--- Description of the task ---
Could you output verbatim the lines running from the very first one through the line containing "M 60 52 L 80", with that line included, and leave the pictures out?

++++++++++

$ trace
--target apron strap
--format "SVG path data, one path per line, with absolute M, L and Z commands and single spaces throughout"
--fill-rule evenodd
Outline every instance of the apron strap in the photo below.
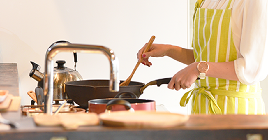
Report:
M 231 9 L 233 8 L 233 6 L 234 5 L 234 1 L 235 0 L 229 0 L 228 4 L 227 5 L 227 7 L 226 7 L 226 9 Z

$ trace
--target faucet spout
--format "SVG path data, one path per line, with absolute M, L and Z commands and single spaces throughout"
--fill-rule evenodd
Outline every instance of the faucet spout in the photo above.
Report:
M 60 52 L 80 52 L 103 53 L 110 62 L 110 75 L 109 90 L 112 92 L 119 91 L 119 61 L 113 50 L 102 46 L 56 42 L 47 49 L 45 60 L 44 78 L 44 112 L 52 115 L 53 91 L 53 58 Z

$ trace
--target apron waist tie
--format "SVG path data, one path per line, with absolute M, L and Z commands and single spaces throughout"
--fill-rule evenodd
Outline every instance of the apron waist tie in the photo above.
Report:
M 196 92 L 195 92 L 196 91 Z M 251 93 L 242 92 L 225 90 L 222 90 L 210 89 L 206 90 L 205 87 L 202 87 L 200 88 L 195 88 L 186 93 L 182 96 L 180 102 L 180 105 L 181 106 L 185 106 L 189 102 L 191 96 L 197 92 L 198 94 L 201 94 L 204 96 L 209 101 L 209 107 L 212 111 L 213 113 L 215 114 L 221 115 L 221 110 L 218 105 L 216 100 L 212 95 L 211 92 L 216 93 L 219 95 L 226 96 L 239 98 L 261 98 L 261 92 L 257 93 Z M 189 96 L 189 94 L 191 94 Z M 198 96 L 196 96 L 195 99 L 193 99 L 194 101 L 193 105 L 195 106 L 198 104 Z M 193 108 L 195 107 L 192 108 Z M 194 110 L 195 112 L 195 111 Z

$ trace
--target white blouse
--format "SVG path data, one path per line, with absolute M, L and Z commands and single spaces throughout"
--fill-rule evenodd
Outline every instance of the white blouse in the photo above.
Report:
M 240 82 L 252 85 L 268 74 L 267 1 L 232 0 L 232 31 L 238 58 L 235 72 Z M 201 8 L 225 9 L 228 1 L 205 0 Z

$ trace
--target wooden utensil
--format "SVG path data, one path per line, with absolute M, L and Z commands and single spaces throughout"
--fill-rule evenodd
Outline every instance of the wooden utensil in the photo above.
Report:
M 165 128 L 183 125 L 189 116 L 166 112 L 136 111 L 103 113 L 99 115 L 103 125 L 139 128 Z
M 151 46 L 152 45 L 152 44 L 153 43 L 153 42 L 154 42 L 154 40 L 155 38 L 155 36 L 153 36 L 151 37 L 151 39 L 150 39 L 150 40 L 149 41 L 149 42 L 147 44 L 147 46 L 146 46 L 146 47 L 145 47 L 145 48 L 143 50 L 143 52 L 142 53 L 143 54 L 143 53 L 148 51 L 148 50 L 149 50 L 149 49 L 150 48 L 150 47 L 151 47 Z M 119 85 L 120 86 L 127 86 L 128 85 L 128 84 L 129 84 L 129 83 L 130 83 L 130 80 L 131 80 L 131 79 L 132 78 L 133 75 L 134 75 L 134 73 L 136 71 L 136 70 L 137 70 L 137 69 L 138 68 L 138 67 L 139 66 L 139 65 L 140 64 L 140 62 L 143 60 L 143 58 L 142 57 L 142 58 L 140 59 L 140 60 L 138 61 L 137 64 L 136 64 L 136 66 L 135 66 L 135 67 L 134 68 L 134 69 L 132 71 L 132 72 L 130 74 L 129 77 L 125 81 L 120 84 Z
M 35 102 L 36 103 L 37 103 L 37 99 L 36 99 L 36 95 L 35 93 L 34 93 L 34 91 L 32 90 L 29 91 L 27 92 L 27 94 L 28 94 L 28 95 L 29 95 L 34 101 L 34 102 Z

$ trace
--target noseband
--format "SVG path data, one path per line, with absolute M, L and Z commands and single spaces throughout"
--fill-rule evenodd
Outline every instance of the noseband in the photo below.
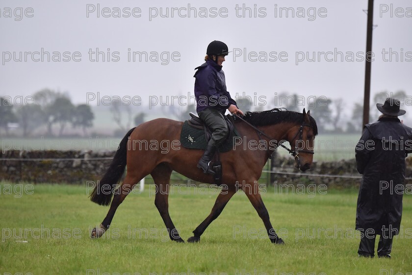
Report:
M 249 125 L 252 128 L 254 129 L 256 131 L 256 132 L 258 134 L 259 139 L 260 138 L 260 136 L 261 135 L 261 136 L 264 136 L 264 137 L 266 137 L 266 138 L 269 138 L 271 140 L 273 139 L 273 138 L 271 138 L 270 137 L 269 137 L 269 136 L 268 136 L 267 135 L 266 135 L 266 134 L 265 134 L 264 133 L 263 133 L 263 132 L 260 131 L 260 130 L 258 129 L 256 127 L 254 126 L 253 125 L 252 125 L 252 124 L 251 124 L 250 123 L 249 123 L 249 122 L 248 122 L 247 121 L 246 121 L 246 120 L 243 119 L 240 116 L 238 116 L 237 114 L 236 114 L 235 115 L 236 115 L 236 116 L 237 116 L 237 117 L 240 118 L 241 120 L 242 120 L 243 121 L 245 122 L 247 124 Z M 296 135 L 295 135 L 295 136 L 292 138 L 292 140 L 296 138 L 296 137 L 297 137 L 298 135 L 299 135 L 299 139 L 297 141 L 299 141 L 300 140 L 302 140 L 302 139 L 303 139 L 303 127 L 304 127 L 305 126 L 309 127 L 310 128 L 312 128 L 312 126 L 310 124 L 308 124 L 307 123 L 305 123 L 304 122 L 303 122 L 302 124 L 301 125 L 300 127 L 299 127 L 299 130 L 298 130 L 297 133 L 296 133 Z M 295 159 L 296 160 L 296 162 L 297 162 L 297 163 L 298 163 L 298 168 L 300 167 L 300 159 L 299 159 L 299 152 L 303 152 L 303 153 L 306 153 L 307 154 L 311 154 L 312 155 L 314 154 L 314 152 L 313 152 L 313 150 L 299 150 L 299 152 L 297 152 L 296 150 L 292 150 L 291 148 L 289 149 L 288 148 L 287 148 L 287 147 L 286 147 L 285 146 L 284 146 L 284 145 L 283 145 L 282 143 L 280 143 L 279 145 L 280 146 L 281 146 L 282 147 L 283 147 L 283 148 L 287 150 L 287 151 L 289 152 L 289 153 L 291 155 L 292 155 L 292 156 L 293 156 L 293 157 L 295 158 Z M 296 146 L 295 146 L 295 148 L 296 148 Z

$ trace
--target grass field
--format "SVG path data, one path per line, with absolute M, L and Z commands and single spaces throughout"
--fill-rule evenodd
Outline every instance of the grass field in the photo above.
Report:
M 27 187 L 29 188 L 27 188 Z M 405 195 L 402 235 L 391 259 L 359 258 L 354 230 L 357 191 L 280 193 L 265 190 L 274 227 L 285 242 L 270 243 L 263 223 L 238 192 L 198 244 L 168 239 L 147 185 L 130 194 L 102 238 L 90 230 L 107 207 L 90 202 L 86 187 L 3 182 L 0 200 L 0 274 L 295 275 L 412 272 L 412 196 Z M 29 190 L 23 192 L 22 188 Z M 31 189 L 33 188 L 33 189 Z M 10 188 L 11 189 L 10 189 Z M 216 189 L 172 188 L 171 216 L 185 239 L 208 214 Z

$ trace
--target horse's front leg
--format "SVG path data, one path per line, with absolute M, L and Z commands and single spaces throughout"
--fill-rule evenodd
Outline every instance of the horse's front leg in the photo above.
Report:
M 194 236 L 187 240 L 189 243 L 195 243 L 200 241 L 200 236 L 206 230 L 206 228 L 212 221 L 215 220 L 226 205 L 226 204 L 236 192 L 236 191 L 230 191 L 227 189 L 224 189 L 220 192 L 220 193 L 216 199 L 214 205 L 209 216 L 201 223 L 196 229 L 193 231 Z
M 256 182 L 254 182 L 256 183 Z M 259 217 L 263 221 L 263 223 L 266 227 L 267 234 L 270 241 L 274 244 L 284 244 L 283 240 L 281 239 L 276 234 L 275 229 L 270 223 L 269 219 L 269 213 L 266 210 L 263 201 L 259 193 L 259 190 L 258 184 L 254 183 L 251 185 L 246 184 L 243 187 L 243 192 L 246 194 L 252 204 L 256 209 Z

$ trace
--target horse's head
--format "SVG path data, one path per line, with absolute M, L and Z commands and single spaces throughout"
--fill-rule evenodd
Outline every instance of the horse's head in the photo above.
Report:
M 291 128 L 287 132 L 287 140 L 295 157 L 295 166 L 302 171 L 310 168 L 313 160 L 313 144 L 317 135 L 315 120 L 303 109 L 300 125 Z

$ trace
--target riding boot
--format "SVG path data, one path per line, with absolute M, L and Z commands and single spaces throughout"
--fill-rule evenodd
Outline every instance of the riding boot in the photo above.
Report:
M 392 250 L 392 238 L 385 238 L 381 235 L 378 244 L 378 257 L 379 258 L 390 258 Z
M 202 158 L 199 161 L 199 163 L 198 163 L 198 168 L 201 168 L 203 170 L 203 172 L 205 174 L 208 173 L 212 175 L 215 174 L 213 168 L 210 165 L 215 152 L 216 152 L 216 146 L 208 144 L 206 147 L 206 150 L 205 151 L 203 156 L 202 156 Z
M 360 239 L 358 254 L 360 256 L 373 258 L 375 256 L 375 239 L 376 236 L 363 236 Z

++++++++++

--- Written answer ---
$ trace
--target apron strap
--format "SVG path data, one path per line, with absolute M, L and Z commands and single spaces throughout"
--fill-rule evenodd
Outline every instance of the apron strap in the photo below.
Report:
M 231 9 L 233 8 L 233 6 L 234 5 L 234 1 L 235 0 L 229 0 L 228 4 L 227 5 L 227 7 L 226 7 L 226 9 Z

$ trace
--target faucet spout
--format "SVG path data, one path per line, with absolute M, L and Z commands and single spaces throughout"
--fill-rule evenodd
Outline every instance of the faucet spout in the photo above.
Report:
M 60 52 L 80 52 L 103 53 L 110 62 L 110 75 L 109 90 L 112 92 L 119 91 L 119 61 L 113 50 L 102 46 L 56 42 L 47 49 L 45 60 L 44 78 L 44 112 L 52 115 L 53 91 L 53 58 Z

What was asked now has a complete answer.